Work required → Exactly how many lines in this data contain the word "castle"? Only the number should be given.

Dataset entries

>>

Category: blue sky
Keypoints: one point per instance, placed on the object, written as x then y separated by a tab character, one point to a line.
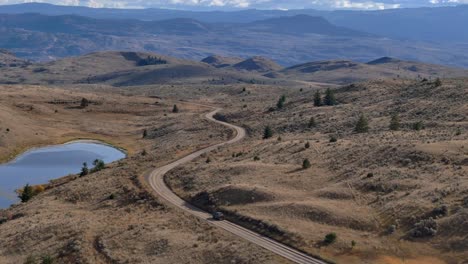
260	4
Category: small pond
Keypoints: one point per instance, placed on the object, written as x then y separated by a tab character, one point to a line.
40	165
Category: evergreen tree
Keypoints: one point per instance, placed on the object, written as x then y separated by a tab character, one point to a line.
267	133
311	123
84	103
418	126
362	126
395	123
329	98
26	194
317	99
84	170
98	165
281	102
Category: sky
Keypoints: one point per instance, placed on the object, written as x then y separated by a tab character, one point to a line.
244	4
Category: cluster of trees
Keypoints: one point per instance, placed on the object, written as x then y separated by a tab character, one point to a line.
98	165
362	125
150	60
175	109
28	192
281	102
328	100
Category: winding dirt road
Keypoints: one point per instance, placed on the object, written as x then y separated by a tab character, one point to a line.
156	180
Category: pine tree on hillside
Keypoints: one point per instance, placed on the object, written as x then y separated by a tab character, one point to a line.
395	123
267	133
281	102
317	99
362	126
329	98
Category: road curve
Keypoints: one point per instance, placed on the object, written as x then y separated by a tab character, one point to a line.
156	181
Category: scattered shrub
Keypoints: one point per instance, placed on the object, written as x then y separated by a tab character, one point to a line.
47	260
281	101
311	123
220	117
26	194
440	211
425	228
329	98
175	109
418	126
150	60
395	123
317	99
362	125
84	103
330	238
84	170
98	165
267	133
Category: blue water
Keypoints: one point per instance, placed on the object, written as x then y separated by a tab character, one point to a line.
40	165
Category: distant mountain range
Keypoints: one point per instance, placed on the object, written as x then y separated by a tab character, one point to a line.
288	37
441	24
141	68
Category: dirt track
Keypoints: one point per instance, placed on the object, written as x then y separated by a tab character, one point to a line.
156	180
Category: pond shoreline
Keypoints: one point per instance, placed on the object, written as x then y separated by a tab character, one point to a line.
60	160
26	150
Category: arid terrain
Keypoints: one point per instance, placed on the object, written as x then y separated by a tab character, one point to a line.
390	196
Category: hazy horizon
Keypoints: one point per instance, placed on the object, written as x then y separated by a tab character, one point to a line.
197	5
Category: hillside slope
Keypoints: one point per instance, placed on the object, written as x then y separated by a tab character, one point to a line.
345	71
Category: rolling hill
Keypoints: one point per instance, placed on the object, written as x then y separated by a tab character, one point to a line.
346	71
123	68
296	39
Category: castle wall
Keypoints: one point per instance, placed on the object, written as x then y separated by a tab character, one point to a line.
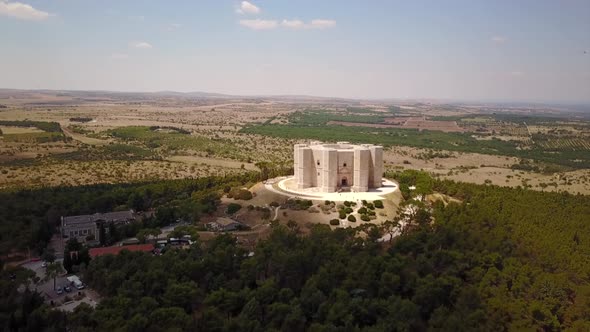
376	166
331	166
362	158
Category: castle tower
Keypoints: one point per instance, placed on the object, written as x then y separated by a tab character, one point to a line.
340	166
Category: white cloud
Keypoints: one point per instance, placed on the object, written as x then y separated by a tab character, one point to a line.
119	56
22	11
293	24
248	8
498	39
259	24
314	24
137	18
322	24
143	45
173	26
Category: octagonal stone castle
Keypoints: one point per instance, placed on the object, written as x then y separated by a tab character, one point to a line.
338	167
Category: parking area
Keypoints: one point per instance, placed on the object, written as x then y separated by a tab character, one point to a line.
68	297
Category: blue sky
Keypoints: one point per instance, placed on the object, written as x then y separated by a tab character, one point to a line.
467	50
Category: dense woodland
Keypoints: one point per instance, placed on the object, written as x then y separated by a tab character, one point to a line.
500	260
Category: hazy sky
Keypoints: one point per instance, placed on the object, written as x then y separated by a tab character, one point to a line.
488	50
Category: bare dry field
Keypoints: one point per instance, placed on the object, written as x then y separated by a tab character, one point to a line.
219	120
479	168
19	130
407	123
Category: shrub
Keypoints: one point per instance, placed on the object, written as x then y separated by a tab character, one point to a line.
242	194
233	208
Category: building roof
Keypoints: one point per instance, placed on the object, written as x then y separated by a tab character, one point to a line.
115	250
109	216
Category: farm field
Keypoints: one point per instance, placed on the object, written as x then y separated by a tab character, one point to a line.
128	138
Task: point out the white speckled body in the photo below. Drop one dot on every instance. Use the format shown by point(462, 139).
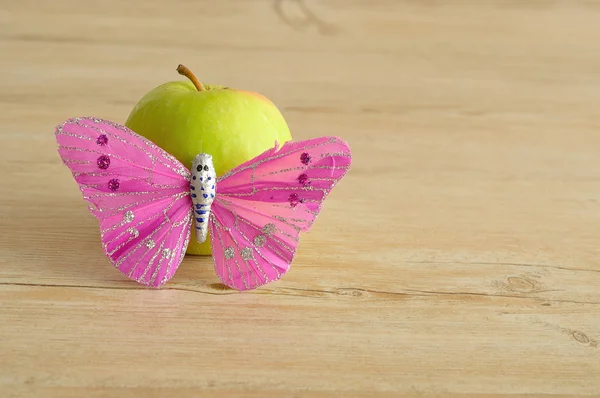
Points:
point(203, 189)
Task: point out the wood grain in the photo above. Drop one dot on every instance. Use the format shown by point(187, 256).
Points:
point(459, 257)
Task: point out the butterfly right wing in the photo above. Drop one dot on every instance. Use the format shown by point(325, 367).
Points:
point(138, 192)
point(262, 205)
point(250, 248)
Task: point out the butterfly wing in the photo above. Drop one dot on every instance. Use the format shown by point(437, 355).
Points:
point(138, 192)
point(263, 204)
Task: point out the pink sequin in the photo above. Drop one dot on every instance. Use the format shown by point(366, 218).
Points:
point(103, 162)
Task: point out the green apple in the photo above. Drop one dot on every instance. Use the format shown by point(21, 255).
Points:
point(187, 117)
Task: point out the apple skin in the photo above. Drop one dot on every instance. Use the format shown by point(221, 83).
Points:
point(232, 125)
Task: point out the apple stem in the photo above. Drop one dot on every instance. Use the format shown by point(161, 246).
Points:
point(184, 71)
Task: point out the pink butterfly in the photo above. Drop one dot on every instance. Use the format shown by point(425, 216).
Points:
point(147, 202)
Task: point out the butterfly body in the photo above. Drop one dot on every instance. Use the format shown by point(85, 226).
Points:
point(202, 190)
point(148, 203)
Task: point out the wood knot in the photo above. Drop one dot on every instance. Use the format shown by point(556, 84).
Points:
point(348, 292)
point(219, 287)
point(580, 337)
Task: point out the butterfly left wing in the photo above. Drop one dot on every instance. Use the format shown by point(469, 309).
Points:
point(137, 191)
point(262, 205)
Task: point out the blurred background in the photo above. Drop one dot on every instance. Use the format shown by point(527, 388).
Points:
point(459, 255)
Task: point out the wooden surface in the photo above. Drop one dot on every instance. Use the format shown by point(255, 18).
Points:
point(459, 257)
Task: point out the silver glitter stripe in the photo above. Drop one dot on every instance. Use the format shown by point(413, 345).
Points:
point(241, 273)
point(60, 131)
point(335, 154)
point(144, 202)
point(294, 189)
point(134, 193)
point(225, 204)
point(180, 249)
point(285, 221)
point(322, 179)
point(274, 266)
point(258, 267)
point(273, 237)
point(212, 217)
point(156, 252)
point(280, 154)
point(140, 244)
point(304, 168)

<<

Solution → 3